Could you copy out all of the records below exactly, leaving out every picture?

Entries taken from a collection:
---------------
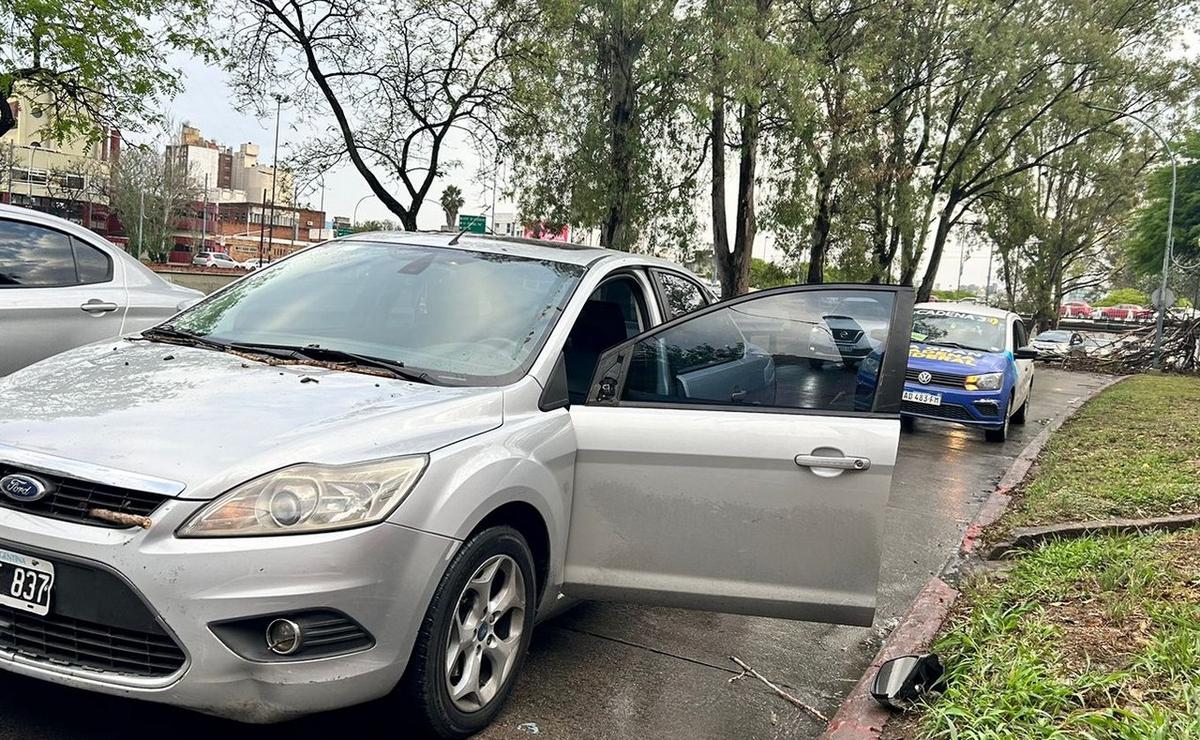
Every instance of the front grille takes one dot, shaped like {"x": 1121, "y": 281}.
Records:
{"x": 947, "y": 379}
{"x": 64, "y": 641}
{"x": 947, "y": 410}
{"x": 71, "y": 499}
---------------
● **ANSWER TO THIS TASK**:
Every instance of the front grille takes one dot, shaped like {"x": 1121, "y": 281}.
Records:
{"x": 947, "y": 379}
{"x": 64, "y": 641}
{"x": 947, "y": 410}
{"x": 71, "y": 499}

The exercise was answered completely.